REQUIRED WORK
Write the records below out again exactly as given, with no images.

== PROVIDED DATA ==

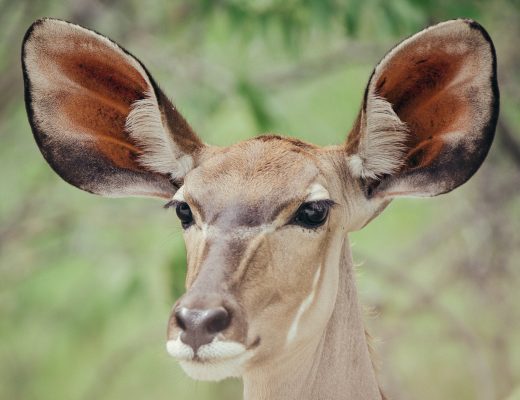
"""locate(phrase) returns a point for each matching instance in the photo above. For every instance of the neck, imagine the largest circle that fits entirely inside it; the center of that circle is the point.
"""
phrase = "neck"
(335, 366)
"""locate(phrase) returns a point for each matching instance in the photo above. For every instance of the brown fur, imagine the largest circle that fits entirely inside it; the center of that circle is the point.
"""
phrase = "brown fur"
(289, 290)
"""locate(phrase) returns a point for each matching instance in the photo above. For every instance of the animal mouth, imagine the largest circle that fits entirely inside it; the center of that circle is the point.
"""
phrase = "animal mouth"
(215, 351)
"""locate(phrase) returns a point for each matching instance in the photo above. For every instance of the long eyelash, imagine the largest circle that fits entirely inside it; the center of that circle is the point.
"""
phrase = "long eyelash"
(171, 203)
(327, 203)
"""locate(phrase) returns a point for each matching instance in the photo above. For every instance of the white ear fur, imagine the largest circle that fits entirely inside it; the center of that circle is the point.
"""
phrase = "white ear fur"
(160, 154)
(382, 146)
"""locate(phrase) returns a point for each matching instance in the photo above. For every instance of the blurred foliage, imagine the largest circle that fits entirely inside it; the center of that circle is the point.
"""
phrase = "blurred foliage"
(86, 283)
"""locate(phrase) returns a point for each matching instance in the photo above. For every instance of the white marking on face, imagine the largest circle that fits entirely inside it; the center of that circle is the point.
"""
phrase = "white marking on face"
(215, 361)
(317, 192)
(293, 330)
(179, 194)
(179, 350)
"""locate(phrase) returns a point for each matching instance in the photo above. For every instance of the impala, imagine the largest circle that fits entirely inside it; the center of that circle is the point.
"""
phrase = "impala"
(270, 289)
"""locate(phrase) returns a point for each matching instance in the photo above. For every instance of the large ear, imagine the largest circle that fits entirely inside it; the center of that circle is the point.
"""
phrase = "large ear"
(98, 117)
(429, 113)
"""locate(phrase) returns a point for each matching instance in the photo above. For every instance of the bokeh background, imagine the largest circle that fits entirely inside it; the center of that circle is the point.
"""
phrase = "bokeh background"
(86, 283)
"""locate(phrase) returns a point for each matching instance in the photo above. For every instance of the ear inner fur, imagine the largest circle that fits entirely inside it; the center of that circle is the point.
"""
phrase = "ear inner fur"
(80, 89)
(441, 84)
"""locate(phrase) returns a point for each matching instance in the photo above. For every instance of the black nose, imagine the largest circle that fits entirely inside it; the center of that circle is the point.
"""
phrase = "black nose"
(201, 326)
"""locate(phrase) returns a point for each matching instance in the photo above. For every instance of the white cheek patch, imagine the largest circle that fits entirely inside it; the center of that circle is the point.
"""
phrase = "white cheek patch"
(317, 192)
(293, 330)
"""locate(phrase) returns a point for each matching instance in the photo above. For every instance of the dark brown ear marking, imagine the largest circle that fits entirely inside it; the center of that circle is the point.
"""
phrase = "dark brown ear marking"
(442, 83)
(80, 88)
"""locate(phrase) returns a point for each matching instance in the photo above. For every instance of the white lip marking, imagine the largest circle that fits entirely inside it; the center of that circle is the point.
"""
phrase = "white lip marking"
(317, 192)
(179, 195)
(291, 335)
(215, 361)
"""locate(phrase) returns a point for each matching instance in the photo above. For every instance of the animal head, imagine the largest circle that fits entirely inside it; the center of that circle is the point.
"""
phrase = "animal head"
(265, 219)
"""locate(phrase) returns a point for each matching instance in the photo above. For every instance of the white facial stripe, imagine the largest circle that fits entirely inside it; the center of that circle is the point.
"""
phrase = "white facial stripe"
(291, 335)
(317, 192)
(179, 195)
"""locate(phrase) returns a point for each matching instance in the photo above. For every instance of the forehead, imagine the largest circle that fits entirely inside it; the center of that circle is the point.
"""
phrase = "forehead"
(254, 178)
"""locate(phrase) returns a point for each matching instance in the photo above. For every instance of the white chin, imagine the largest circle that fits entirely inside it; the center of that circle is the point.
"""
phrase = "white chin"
(216, 360)
(214, 370)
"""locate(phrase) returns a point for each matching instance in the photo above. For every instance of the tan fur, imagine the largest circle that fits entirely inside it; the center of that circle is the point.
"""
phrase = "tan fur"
(295, 328)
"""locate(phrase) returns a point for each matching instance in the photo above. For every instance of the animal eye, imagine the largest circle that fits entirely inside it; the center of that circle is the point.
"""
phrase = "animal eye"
(312, 214)
(183, 211)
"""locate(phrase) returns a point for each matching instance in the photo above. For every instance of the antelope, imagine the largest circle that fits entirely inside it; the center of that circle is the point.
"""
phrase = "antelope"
(270, 288)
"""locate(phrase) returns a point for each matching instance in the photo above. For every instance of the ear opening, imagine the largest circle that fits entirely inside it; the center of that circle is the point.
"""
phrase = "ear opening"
(429, 113)
(98, 117)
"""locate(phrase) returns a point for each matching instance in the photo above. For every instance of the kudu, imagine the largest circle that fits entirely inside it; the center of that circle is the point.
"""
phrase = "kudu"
(271, 295)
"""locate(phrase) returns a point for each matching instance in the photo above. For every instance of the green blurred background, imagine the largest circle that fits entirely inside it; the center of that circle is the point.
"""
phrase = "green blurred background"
(86, 283)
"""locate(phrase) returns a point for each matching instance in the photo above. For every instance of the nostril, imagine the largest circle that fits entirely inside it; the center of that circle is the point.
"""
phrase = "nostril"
(179, 319)
(217, 320)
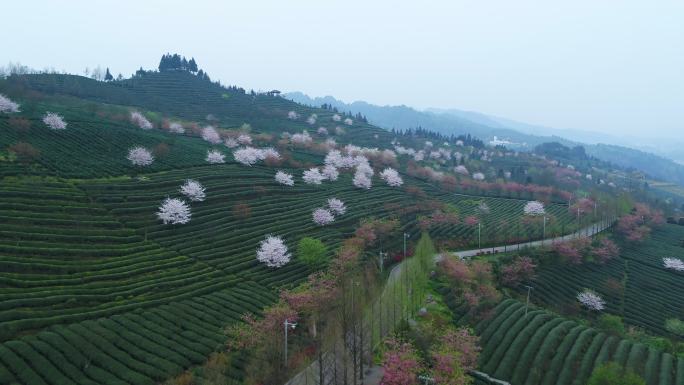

===

WRITTEN RESPONSE
"""locate(phrase) returns a point for each matching instance in the photo above. For every instance of the neck, imagine the largest circle that fits entirely inside it; the center of that circle is the point.
"""
phrase = "neck"
(335, 366)
"""locate(phrase) returns a point for each matching instance in the photo above. For every instance of the brown fur, imagine the largest circle that fits entirely inside it; the center of that circle is the point.
"""
phrase = "brown fur"
(289, 290)
"""locate(phrase) returns a point for each matching instance in the photo above. For every instance of the animal mouth, imagine the largest circle that fits entirely inside it; the center of that circle is the point.
"""
phrase = "animal mouth"
(215, 351)
"""locate(phrase) returns a point for each matching instance in the photo above. For every instance of the long eyelash, imagine the largest circle that fits entirely inside it; the center of that circle is the point.
"""
phrase = "long eyelash"
(171, 203)
(327, 203)
"""locate(phrase) returns a point for each matching instance in the photo above. For every instance of the white ear fur, imagine the largest circle that fits entirely inside it; the center of that circle is the point.
"""
phrase = "white ear fur"
(160, 154)
(382, 146)
"""locate(phrase) returns a point for each matching instance in the photo above. For every instance of the blurred foliage, imagine the largest circle that fits entirely inside it; the center of that circle is the point.
"""
phrase = "blurred foliage"
(86, 283)
"""locate(phrase) returns a point for each matching instance in the photo above. For every instance of the white marking on face, imagine the largest circle that fits entirely inside it; the center of that circle is the point.
"""
phrase = "white marking on face"
(215, 361)
(317, 192)
(293, 330)
(179, 194)
(179, 350)
"""locate(phrase) returns a point for each matching instance in the photo above. For every instance of the impala, imagine the largest circle that fits entirely inside it; the center of that circle is the point.
"""
phrase = "impala"
(270, 289)
"""locate(phrase) returns a point for each matching instance in the photo above. For every instance of the large ear, imagine the largest circle that fits entirely inside it; the center of that circle is the point.
"""
phrase = "large ear"
(98, 117)
(429, 113)
"""locate(phrase) returns a point for each matching instance in the photo above. For every instance of the bokeh background, imagine the largest circle that fits entirely inside it; the center of that circle is the point.
"""
phrase = "bokeh background"
(86, 283)
"""locate(phrase) returns a point for each matching instance in the photo above. For every instance of the ear inner fur, imagine the largest circle that fits entirely inside it; the center of that circle is the point.
"""
phrase = "ear inner fur"
(80, 89)
(441, 84)
"""locate(phrase) returns a point for each matching instance in the photo above. For every instance of the black nose, imagine the largest circle that fits entirely inside it; the center of that circle is the point.
"""
phrase = "black nose"
(201, 326)
"""locate(phrase) returns a point for each matching instance in the photo above. For every instance of the white cheek patch, imagine the largest circle that fits entirely inside it; the center of that circle is the point.
"""
phrase = "white cheek patch"
(317, 192)
(293, 330)
"""locate(phrase) returns a point for each matching instance in the photo above. For every instance of the dark brown ear marking, imagine the largest circle that fits entirely inside it; the center of that circle is the point.
"""
phrase = "dark brown ear marking"
(442, 83)
(80, 88)
"""locate(phrase) returns a point for each matching instance in the photo above. For every instance of the white lip marking, imagine the largest circle that fits entirely inside it; the center of that circle is the point.
"""
phrase = "white lip marking"
(317, 192)
(179, 195)
(291, 335)
(215, 361)
"""locate(phrase) returns a point for each matching instance in the photo above. For every instance of the animal head, imagine the largest circle that fits entirely inside it; the center of that circle is the point.
"""
phrase = "animal head"
(265, 219)
"""locate(phrase) returns a point for each matching instance in the photo above. For every instance of the white facial stripe, imagine the largest circle that fits entirely inside it; the center of that circle is the point.
"""
phrase = "white facial stripe"
(291, 335)
(317, 192)
(179, 195)
"""locate(phrase) returns a point for each matching instance in the photo above. For every instance of the forehead, imagine the largest circle that fits entirely inside it; the center of that circle is the point.
"""
phrase = "forehead"
(254, 178)
"""locate(phrase) returns a point for each matching instance in the photo above. For every instance of the white chin, imagine the largest circle that fits entirely inside it; the center of that circle is the point.
"""
phrase = "white chin"
(216, 360)
(214, 370)
"""locate(phrase) returns a point for each matching instance in the photo above. For every instance of the tan fur, imagine the largest circle that fits entirely inside it; the center of that circle is the point.
"""
phrase = "tan fur"
(295, 328)
"""locate(phrase) returns a point for each matching instance in the photo above. For every instance of the animal eye, imagine the largest circle that fits entirely inside it; the center of that circle is the point.
"""
phrase = "animal eye"
(312, 214)
(183, 211)
"""locate(phrase) returns a point for each matching instance in the photo above. For every instance of the antelope, imagine the largest circle that fits entirely inside it; the center of that circle is the point.
"""
phrase = "antelope"
(270, 288)
"""locate(phrase) returns a point for each matching instance in the photo above. For every instance of the ear opening, imagine the largest circle that fits entirely inside it; the center of that circle is the point.
"""
phrase = "ear opening"
(429, 113)
(98, 117)
"""locate(phrase) returns a point for each matching instance in the photo above. For every instance of the kudu, imagine the largest circle that fits entirely inside it; the center of that circle is the point.
"""
phrase = "kudu"
(271, 295)
"""locate(phrase) returns a point for each matching instance in the photo above. For every instance of the green blurred background, imagine the largest circle that fits entirely inside it; the center of that circle is the point.
"""
phrase = "green blurred background"
(86, 283)
"""locate(phrase) returns a point for each matching instance in the photo above. For every instance of the nostril, imagine the largest circle that fits entirely inside it; the center of that circle is the point.
"""
phrase = "nostril"
(179, 319)
(217, 320)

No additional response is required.